TEXTE D'ÉTUDE:
La mondialisation et l’indépendance du Québec

Ronald Cameron, Nouveaux Cahiers du socialisme, no. 24, automne 2020

Le rôle que jouent les États nationaux pendant la crise sanitaire et économique semble annoncer un nouvel élan pour l’action politique dans le cadre national québécois. Quarante ans après le premier référendum sur la souveraineté, certains espèrent que la conjoncture post-pandémie sera favorable au mouvement indépendantiste au Québec. Les événements récents laissent croire à une remise en question définitive de la mondialisation qui offrirait une occasion de se mobiliser en faveur d’un projet indépendantiste. Cependant, les conditions qui favorisent l’émancipation nationale au Québec ne tiennent pas à une mondialisation ou à une démondialisation plus ou moins grande. La crise sanitaire associée à une crise économique, au contraire, pèse lourdement sur notre capacité d’agir. Pour qui veut relancer un mouvement pour l’indépendance du Québec et s’opposer à la tendance au repli sur l’État-nation, la situation exige de centrer l’action sur l’émancipation sociale et de l’inscrire dans une perspective internationaliste.

Pandémie et mondialisation du capital

La pandémie ne démantèlera pas la mondialisation néolibérale. Malgré un endettement faramineux, les pays impérialistes ressortent les politiques de 2008 pour sauver les entreprises et injectent d’importants capitaux pour soutenir la consommation, ce qui leur offre un avantage certain quand il s’agit d’organiser la sortie de la crise.

Aussi les fonctionnaires politiques au service du capital mondialisé intensifient-ils les pressions pour accroître la dérèglementation et maintenir le libre-échange. En Europe, l’équipe du commissaire européen au Commerce, Phil Hogan, poursuivait des négociations sur des traités de libre-échange par conférences Web en pleine période de confinement, au printemps 2020[1]. Au Québec, non seulement l’Accord Canada-États-Unis-Mexique (ACEUM) est-il entré en vigueur le 1er juillet 2020, mais on observe aussi une offensive idéologique de défense du libre-échange[2].

Au même moment, une épreuve de force se jouait à l’Organisation mondiale du commerce (OMC) au sujet du commerce numérique, au détriment des pays du Sud, et surtout des pays africains francophones[3]. Les partisans de la dérèglementation du commerce numérique au sein de l’OMC veulent produire une déclaration avant la fin de l’année 2020[4]. Rappelons qu’environ 70 États membres de l’OMC, dont les États-Unis et l’Union européenne, se sont réunis lors de la conférence ministérielle de l’Organisation en décembre 2011 à Buenos Aires. On voulait alors commencer des négociations sur le commerce numérique, indépendamment du fait que ce chantier ne regrouperait pas tous les pays[5], ainsi que le veut l’interprétation étatsunienne du multilatéralisme.

LIGNES RÉPERTORIÉES:

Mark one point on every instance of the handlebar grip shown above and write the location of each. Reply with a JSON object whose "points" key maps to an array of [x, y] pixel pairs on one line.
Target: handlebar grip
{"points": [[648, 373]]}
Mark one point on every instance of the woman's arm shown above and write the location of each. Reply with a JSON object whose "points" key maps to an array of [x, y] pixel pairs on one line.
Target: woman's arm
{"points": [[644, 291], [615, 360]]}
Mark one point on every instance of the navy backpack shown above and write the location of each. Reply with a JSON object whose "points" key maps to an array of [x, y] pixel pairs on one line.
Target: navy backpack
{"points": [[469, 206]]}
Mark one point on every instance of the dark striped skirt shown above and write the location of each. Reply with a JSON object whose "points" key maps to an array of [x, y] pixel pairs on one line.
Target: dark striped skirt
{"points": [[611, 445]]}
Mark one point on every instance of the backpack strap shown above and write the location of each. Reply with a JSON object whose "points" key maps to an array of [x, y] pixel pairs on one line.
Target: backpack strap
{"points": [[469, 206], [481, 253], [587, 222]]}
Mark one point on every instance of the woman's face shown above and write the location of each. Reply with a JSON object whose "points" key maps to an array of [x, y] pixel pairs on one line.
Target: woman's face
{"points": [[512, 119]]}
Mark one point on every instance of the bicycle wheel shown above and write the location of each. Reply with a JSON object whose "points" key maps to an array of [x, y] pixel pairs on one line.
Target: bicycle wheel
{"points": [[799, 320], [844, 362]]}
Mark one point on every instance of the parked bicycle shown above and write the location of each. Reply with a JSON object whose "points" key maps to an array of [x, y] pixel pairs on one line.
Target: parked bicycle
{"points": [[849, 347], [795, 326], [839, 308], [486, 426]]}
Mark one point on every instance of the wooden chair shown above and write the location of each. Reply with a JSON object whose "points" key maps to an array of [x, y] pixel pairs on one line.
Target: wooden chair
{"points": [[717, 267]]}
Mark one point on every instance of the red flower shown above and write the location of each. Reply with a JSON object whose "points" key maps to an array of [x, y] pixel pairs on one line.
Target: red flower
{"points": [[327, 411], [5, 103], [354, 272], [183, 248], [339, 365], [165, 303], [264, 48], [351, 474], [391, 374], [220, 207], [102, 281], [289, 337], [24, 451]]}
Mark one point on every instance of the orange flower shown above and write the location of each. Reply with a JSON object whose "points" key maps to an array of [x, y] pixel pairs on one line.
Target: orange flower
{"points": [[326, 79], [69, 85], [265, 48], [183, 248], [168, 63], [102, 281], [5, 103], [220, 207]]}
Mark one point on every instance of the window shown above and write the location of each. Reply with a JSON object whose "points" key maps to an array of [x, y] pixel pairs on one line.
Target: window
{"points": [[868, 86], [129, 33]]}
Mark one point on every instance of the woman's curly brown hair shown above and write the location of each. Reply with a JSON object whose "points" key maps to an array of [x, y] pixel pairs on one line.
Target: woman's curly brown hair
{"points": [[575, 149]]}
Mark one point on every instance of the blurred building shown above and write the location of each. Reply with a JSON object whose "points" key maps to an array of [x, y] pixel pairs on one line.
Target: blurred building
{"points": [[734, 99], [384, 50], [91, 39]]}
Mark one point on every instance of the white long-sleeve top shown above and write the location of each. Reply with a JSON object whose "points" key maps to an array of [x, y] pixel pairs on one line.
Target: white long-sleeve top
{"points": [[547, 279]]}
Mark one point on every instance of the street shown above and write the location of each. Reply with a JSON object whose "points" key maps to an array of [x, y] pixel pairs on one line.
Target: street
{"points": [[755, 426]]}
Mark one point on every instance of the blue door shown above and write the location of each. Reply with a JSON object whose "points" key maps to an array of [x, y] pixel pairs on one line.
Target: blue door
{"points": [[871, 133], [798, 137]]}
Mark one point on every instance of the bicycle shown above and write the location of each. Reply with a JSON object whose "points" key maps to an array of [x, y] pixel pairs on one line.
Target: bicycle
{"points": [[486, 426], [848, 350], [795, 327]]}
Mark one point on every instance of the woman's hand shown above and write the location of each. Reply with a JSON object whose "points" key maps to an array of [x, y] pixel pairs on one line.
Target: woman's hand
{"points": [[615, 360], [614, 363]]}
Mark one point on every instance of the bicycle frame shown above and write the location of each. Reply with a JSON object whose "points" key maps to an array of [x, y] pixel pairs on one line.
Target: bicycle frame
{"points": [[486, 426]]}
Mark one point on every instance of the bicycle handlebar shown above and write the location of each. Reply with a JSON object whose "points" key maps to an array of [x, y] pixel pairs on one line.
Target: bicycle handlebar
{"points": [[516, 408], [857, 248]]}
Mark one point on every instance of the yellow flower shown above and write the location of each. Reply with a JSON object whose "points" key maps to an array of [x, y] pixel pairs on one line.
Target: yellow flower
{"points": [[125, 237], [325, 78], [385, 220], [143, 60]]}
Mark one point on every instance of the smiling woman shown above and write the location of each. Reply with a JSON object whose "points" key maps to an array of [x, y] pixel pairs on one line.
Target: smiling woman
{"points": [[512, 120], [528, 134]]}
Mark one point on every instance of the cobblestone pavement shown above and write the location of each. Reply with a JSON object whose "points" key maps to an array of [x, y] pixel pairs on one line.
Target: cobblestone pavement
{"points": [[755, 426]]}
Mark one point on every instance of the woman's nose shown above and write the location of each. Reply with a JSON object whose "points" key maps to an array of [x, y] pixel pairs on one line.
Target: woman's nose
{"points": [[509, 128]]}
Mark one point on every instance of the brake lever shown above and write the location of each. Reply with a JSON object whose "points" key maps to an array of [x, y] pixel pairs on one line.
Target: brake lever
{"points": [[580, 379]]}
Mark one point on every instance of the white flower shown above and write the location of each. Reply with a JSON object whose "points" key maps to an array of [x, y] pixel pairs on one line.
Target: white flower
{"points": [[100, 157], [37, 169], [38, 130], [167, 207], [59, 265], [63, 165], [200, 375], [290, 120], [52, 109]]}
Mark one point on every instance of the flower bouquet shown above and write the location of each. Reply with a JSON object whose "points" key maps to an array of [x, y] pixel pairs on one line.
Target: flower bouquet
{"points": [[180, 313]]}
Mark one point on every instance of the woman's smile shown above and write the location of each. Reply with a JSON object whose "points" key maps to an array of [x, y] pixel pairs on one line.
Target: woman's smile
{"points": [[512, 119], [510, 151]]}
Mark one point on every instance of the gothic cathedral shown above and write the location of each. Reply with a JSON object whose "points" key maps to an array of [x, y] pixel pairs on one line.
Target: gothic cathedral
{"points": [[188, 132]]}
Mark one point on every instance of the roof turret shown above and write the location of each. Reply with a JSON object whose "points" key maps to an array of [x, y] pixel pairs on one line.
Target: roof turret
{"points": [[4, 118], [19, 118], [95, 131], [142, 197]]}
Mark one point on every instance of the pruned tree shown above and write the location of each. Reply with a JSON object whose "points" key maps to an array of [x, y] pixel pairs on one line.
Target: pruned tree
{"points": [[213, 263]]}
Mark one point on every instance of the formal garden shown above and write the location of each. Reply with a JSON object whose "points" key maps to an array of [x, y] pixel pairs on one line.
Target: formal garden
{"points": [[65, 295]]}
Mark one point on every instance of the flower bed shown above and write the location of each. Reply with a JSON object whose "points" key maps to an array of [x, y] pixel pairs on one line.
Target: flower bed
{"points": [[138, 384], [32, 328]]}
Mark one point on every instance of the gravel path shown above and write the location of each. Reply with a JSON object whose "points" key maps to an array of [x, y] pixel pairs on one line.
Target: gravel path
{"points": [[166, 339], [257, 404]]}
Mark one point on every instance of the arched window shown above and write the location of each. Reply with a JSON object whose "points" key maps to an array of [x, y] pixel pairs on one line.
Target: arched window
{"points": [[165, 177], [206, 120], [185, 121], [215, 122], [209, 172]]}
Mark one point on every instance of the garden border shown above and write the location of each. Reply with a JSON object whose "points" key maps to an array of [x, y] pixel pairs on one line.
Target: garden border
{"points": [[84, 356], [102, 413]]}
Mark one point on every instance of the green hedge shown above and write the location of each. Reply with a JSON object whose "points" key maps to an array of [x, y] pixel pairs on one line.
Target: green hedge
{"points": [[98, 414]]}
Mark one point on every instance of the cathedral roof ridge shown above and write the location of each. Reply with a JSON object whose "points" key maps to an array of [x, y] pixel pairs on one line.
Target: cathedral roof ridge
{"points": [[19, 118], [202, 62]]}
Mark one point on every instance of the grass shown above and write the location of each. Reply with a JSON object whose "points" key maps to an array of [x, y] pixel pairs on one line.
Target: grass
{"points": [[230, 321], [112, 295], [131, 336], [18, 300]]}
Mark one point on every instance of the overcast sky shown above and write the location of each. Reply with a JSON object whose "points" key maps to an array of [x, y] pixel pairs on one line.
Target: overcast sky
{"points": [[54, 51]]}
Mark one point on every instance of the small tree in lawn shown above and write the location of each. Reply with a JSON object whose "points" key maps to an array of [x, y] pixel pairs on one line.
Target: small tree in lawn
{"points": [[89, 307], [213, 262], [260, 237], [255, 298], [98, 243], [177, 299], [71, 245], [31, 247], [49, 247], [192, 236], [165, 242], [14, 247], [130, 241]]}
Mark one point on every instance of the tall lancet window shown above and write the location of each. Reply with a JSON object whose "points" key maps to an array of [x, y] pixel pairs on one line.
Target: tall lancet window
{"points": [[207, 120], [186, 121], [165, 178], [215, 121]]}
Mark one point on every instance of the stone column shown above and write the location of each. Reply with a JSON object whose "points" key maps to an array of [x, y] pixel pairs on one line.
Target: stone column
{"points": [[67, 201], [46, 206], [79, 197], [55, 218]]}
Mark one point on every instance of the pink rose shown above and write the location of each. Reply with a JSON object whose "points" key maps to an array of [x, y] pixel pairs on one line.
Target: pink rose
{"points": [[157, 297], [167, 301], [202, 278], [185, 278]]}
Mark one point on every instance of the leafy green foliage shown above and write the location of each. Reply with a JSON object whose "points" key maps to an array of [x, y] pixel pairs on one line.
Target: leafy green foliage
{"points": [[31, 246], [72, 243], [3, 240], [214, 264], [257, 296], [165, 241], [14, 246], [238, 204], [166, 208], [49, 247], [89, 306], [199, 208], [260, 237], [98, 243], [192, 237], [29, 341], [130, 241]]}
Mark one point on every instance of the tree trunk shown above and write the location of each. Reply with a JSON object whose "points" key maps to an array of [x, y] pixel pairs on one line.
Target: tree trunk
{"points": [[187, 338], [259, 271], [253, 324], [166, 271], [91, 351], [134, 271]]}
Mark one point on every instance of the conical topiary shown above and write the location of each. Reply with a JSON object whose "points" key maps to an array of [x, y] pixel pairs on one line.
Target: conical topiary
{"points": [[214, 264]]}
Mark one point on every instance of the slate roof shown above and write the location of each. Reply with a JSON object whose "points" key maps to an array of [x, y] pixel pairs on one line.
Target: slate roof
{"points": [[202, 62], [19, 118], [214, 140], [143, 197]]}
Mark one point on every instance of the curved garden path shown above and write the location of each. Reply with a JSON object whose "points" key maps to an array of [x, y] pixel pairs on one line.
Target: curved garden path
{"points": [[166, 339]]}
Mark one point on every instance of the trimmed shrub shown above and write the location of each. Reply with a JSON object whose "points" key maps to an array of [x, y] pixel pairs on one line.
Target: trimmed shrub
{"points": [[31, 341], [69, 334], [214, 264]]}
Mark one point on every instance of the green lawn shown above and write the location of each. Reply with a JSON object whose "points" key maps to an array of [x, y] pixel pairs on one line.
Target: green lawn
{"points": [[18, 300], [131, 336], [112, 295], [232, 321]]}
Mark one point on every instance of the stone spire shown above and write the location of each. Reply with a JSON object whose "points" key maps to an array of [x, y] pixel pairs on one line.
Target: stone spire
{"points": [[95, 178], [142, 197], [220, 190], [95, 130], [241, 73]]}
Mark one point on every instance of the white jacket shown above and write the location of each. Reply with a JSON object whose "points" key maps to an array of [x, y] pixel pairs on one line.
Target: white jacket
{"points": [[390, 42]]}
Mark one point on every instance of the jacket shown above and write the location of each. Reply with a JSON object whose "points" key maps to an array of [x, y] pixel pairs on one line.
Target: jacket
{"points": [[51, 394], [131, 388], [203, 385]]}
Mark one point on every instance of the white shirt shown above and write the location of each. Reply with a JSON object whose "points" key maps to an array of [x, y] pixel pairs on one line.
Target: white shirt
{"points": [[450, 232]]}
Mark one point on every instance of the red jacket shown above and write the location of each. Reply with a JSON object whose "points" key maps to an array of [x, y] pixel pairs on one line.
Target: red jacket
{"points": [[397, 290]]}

TÂCHE À FAIRE A: Pour chacun des énoncés suivants, indiquez par oui ou par non s'il concorde avec le texte sur la mondialisation et l'indépendance du Québec, puis citez textuellement les mots qui permettent de trancher. (i) L'ACEUM est entré en vigueur le 1er juillet 2020. (ii) La pandémie va démanteler la mondialisation néolibérale. (iii) L'équipe de Phil Hogan a suspendu les négociations de libre-échange pendant le confinement.
TÂCHE À FAIRE B: Poursuivez le texte sur la mondialisation et l'indépendance du Québec à partir de sa dernière phrase.
Les lignes ont été tirées d'une autre source que le texte.

RÉPONSE ATTENDUE A:
(i) Oui : « l’Accord Canada-États-Unis-Mexique (ACEUM) est-il entré en vigueur le 1er juillet 2020 ».
(ii) Non : « La pandémie ne démantèlera pas la mondialisation néolibérale. »
(iii) Non : « poursuivait des négociations sur des traités de libre-échange par conférences Web en pleine période de confinement ».

RÉPONSE ATTENDUE B:
L’économie du numérique constituera un élément essentiel de la relance du capitalisme post-pandémie, compte tenu notamment des habitudes prises pendant le confinement. L’intégration de la production sur plusieurs sites sur la planète à un stade jamais égalé auparavant[6] est une des caractéristiques de la mondialisation contemporaine. Le développement qui s’annonce saisira certainement le numérique comme levier d’expansion des marchés mondiaux des services et des marchandises !

Ces négociations hautement politiques ont toujours lieu à huis clos et se poursuivent loin du regard des peuples. Elles se tiennent sans égard à la lettre ouverte adressée à l’OMC, le 30 avril 2020, par plus de 400 organisations de la société civile de toutes les régions du globe pour demander la suspension des négociations sur le commerce international[7].

Aux États-Unis, alors même que des dizaines de millions de personnes ont perdu leur emploi, la fortune cumulée des milliardaires a augmenté de 308 milliards de dollars les quatre premières semaines de la crise[8]. Le secrétaire au Trésor de l’administration Trump, Steven T. Mnuchin, s’est vu confier le mandat de sauver l’économie américaine à l’aide de l’Exchange Stabilization Fund (le Fonds de stabilisation des échanges commerciaux), une réserve de 500 milliards de dollars.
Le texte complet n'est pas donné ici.